▶ **WORK INSTRUCTIONS**
This exercise needs the listing below duplicated exactly.

▶ **RECORD SET**
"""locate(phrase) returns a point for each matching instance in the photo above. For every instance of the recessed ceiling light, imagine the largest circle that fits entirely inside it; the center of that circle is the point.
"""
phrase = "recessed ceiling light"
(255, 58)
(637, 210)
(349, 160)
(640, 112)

▶ **EXERCISE SOLUTION**
"""locate(phrase) returns a point for each matching instance in the photo above. For every instance of the recessed ceiling light, imagine the largest circle that fits entirely inside it; the center of that circle is the point.
"""
phrase = "recessed ceiling light"
(255, 58)
(637, 210)
(349, 160)
(640, 112)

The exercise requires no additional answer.